* [STORED ROWS]

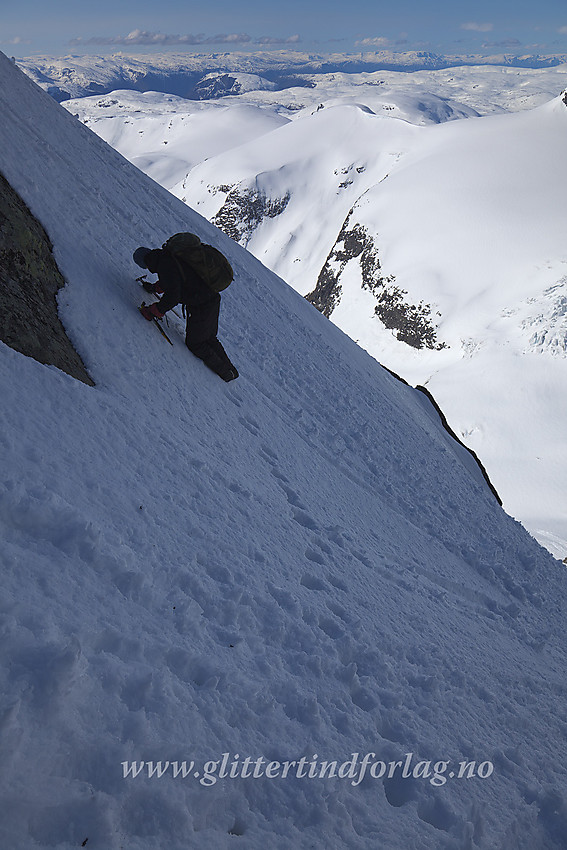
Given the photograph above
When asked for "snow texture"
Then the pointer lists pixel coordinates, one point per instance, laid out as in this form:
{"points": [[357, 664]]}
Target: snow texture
{"points": [[300, 564], [436, 243]]}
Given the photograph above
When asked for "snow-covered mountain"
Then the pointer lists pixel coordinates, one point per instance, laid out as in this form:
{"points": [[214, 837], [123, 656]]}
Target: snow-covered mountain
{"points": [[292, 600], [205, 75], [439, 248]]}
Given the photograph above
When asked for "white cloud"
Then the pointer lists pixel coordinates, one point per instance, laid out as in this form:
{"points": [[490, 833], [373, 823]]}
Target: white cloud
{"points": [[373, 42], [16, 40], [268, 39], [475, 27]]}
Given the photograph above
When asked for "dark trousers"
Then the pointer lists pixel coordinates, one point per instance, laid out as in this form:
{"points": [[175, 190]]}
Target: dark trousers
{"points": [[201, 336]]}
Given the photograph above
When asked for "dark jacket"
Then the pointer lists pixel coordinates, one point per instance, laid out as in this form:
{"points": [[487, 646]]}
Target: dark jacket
{"points": [[180, 284]]}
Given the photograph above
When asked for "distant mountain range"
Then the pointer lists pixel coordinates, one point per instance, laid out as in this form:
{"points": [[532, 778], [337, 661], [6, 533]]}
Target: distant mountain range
{"points": [[437, 243], [182, 74]]}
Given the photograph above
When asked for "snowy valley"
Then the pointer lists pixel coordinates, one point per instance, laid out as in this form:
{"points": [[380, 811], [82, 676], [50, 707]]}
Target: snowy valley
{"points": [[211, 593], [424, 213]]}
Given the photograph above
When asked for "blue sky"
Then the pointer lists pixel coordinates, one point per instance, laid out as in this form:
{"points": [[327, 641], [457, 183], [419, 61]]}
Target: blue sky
{"points": [[59, 27]]}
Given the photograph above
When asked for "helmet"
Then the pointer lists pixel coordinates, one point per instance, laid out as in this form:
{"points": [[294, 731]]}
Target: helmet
{"points": [[139, 257]]}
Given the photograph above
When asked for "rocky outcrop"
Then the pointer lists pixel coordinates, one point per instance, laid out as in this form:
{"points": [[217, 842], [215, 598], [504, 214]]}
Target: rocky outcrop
{"points": [[411, 323], [29, 280], [244, 210]]}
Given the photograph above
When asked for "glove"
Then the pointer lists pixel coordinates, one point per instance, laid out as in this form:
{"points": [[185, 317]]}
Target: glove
{"points": [[154, 288], [150, 311]]}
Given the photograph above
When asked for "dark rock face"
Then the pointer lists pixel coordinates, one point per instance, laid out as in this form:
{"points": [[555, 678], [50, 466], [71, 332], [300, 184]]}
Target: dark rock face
{"points": [[411, 323], [244, 210], [29, 280]]}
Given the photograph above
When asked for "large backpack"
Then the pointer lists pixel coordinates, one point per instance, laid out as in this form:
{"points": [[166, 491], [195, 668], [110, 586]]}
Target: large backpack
{"points": [[207, 261]]}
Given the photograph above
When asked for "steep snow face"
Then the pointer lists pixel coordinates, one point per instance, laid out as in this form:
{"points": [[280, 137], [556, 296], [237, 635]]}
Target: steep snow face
{"points": [[440, 249], [296, 568]]}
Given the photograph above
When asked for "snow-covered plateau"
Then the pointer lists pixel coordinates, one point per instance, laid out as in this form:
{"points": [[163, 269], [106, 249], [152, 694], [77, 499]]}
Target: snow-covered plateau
{"points": [[284, 612], [423, 212]]}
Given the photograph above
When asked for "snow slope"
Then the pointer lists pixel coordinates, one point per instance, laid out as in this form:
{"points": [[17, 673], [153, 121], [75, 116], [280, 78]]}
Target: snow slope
{"points": [[299, 565], [506, 77], [465, 219]]}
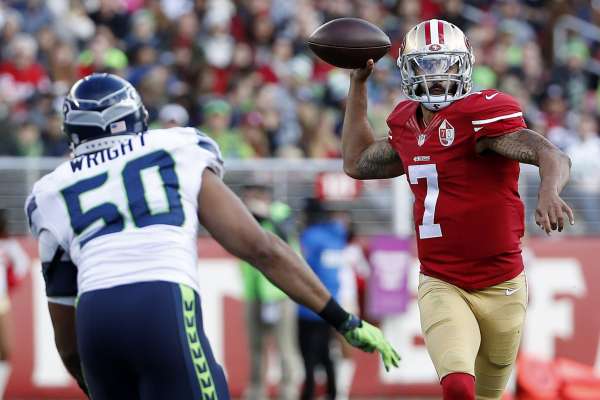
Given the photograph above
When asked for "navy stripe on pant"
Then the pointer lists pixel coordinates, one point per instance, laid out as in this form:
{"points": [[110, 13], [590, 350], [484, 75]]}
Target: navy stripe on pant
{"points": [[146, 341]]}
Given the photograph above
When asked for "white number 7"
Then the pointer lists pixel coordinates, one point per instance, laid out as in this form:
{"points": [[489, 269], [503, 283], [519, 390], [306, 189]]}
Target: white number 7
{"points": [[427, 229]]}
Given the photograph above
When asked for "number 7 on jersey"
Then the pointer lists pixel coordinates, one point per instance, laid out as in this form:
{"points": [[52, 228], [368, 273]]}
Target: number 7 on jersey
{"points": [[428, 229]]}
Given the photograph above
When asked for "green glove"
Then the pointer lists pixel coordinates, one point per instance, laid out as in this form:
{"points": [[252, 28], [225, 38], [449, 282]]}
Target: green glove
{"points": [[368, 338]]}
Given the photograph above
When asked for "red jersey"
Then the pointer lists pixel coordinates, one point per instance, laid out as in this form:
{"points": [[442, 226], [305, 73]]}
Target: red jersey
{"points": [[468, 215]]}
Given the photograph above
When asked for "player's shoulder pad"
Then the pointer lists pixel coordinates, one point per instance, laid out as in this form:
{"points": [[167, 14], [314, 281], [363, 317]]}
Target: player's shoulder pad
{"points": [[402, 112], [180, 136], [490, 103], [209, 145]]}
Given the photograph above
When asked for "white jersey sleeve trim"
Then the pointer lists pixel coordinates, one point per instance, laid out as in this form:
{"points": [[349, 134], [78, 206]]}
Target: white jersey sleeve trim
{"points": [[65, 301], [488, 121]]}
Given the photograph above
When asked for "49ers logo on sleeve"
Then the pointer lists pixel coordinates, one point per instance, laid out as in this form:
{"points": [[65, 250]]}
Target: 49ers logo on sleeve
{"points": [[446, 132]]}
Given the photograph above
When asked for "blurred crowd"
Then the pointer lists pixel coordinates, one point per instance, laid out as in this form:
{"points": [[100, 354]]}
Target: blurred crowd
{"points": [[240, 70]]}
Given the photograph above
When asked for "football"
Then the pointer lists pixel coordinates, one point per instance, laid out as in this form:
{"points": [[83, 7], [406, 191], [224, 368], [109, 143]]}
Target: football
{"points": [[349, 42]]}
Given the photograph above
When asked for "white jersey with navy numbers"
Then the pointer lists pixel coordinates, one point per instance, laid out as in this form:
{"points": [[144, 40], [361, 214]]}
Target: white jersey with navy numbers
{"points": [[127, 213]]}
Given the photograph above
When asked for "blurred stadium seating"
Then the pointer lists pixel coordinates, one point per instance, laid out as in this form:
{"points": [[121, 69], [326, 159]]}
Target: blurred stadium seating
{"points": [[240, 71]]}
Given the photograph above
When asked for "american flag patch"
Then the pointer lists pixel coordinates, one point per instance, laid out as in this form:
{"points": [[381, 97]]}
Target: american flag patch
{"points": [[118, 127]]}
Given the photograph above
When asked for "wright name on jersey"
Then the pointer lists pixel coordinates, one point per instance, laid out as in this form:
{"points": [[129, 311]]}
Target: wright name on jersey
{"points": [[468, 216], [126, 213]]}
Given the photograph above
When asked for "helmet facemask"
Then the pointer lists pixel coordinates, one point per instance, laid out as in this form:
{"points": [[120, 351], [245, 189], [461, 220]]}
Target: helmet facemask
{"points": [[436, 79]]}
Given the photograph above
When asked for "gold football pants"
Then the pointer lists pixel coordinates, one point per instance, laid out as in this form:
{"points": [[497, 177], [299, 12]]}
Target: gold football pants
{"points": [[475, 332]]}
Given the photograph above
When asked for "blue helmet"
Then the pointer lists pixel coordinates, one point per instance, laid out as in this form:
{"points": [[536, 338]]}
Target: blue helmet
{"points": [[102, 106]]}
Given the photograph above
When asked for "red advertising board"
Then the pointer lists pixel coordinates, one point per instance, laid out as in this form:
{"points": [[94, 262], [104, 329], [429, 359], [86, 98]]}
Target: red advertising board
{"points": [[564, 287]]}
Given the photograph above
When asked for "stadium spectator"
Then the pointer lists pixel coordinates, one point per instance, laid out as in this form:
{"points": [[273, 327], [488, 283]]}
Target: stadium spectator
{"points": [[253, 56], [217, 113], [172, 115], [21, 76]]}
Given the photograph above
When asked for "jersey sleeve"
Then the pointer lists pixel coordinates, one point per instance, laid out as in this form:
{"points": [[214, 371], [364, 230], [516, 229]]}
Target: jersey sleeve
{"points": [[495, 114], [60, 274]]}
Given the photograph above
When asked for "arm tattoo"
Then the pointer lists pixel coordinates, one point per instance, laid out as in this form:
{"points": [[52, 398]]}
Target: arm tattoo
{"points": [[379, 161], [524, 146]]}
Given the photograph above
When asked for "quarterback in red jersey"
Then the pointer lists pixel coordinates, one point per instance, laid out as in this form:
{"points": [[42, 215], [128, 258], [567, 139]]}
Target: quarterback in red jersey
{"points": [[460, 151]]}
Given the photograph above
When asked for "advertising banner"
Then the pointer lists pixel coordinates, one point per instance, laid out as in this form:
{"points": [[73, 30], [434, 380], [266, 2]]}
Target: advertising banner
{"points": [[562, 321]]}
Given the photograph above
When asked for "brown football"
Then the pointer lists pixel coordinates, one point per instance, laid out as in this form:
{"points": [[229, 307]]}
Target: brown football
{"points": [[349, 42]]}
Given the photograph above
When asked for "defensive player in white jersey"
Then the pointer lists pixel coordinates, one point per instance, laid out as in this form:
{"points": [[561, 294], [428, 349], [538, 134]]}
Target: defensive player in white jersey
{"points": [[117, 228]]}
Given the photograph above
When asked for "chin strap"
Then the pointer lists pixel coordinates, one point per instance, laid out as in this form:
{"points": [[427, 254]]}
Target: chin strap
{"points": [[99, 144], [436, 106]]}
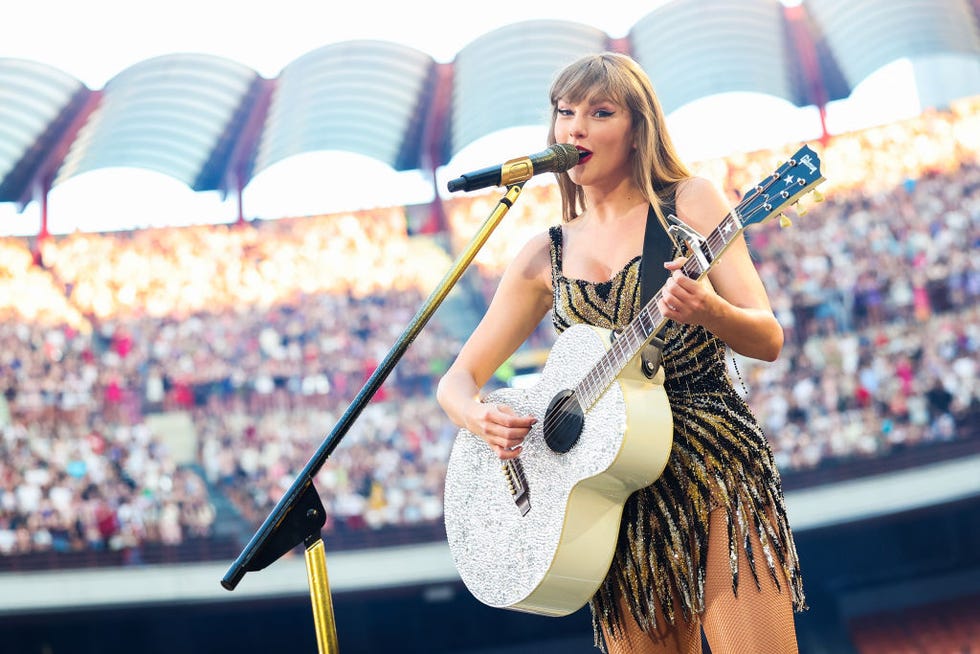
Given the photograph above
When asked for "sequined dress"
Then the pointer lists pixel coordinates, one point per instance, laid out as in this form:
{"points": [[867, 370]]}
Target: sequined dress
{"points": [[720, 459]]}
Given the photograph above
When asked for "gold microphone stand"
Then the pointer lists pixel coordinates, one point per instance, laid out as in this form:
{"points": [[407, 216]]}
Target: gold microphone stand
{"points": [[299, 515]]}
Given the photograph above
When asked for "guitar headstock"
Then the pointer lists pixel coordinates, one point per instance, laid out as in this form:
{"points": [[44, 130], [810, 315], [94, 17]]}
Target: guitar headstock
{"points": [[799, 175]]}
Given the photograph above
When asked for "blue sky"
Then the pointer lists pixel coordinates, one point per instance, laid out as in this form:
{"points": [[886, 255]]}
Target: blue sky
{"points": [[96, 39]]}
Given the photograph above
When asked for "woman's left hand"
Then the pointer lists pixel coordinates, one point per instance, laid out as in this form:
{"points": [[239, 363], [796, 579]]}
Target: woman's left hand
{"points": [[683, 299]]}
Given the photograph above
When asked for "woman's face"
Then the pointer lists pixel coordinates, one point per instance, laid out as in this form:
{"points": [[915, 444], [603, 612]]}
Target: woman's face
{"points": [[601, 130]]}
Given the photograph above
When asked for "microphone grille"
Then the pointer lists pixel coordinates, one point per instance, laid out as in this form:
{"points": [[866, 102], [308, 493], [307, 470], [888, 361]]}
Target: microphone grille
{"points": [[566, 156]]}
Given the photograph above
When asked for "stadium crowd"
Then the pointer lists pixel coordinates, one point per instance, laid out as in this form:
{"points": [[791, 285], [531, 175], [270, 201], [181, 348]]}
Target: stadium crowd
{"points": [[263, 333]]}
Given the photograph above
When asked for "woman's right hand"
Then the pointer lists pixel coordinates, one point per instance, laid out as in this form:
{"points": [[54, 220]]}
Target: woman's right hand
{"points": [[502, 429]]}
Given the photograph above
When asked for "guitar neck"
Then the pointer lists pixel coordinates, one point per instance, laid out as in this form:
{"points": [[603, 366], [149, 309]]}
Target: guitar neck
{"points": [[650, 320], [783, 187]]}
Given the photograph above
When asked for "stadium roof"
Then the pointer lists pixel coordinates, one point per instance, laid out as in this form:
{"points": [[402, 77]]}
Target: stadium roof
{"points": [[214, 124]]}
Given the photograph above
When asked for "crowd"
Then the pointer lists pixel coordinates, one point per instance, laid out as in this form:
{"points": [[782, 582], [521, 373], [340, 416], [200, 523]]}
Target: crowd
{"points": [[263, 333]]}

* [REQUIRED WORK] Pull out every line in the entries above that contains the string "football", treating uppercase and lowercase as distinct.

* [WRITTEN ANSWER]
When asked for "football"
Target: football
When asked for "gold football pants"
Target: gold football pants
When asked for "brown football"
Target: brown football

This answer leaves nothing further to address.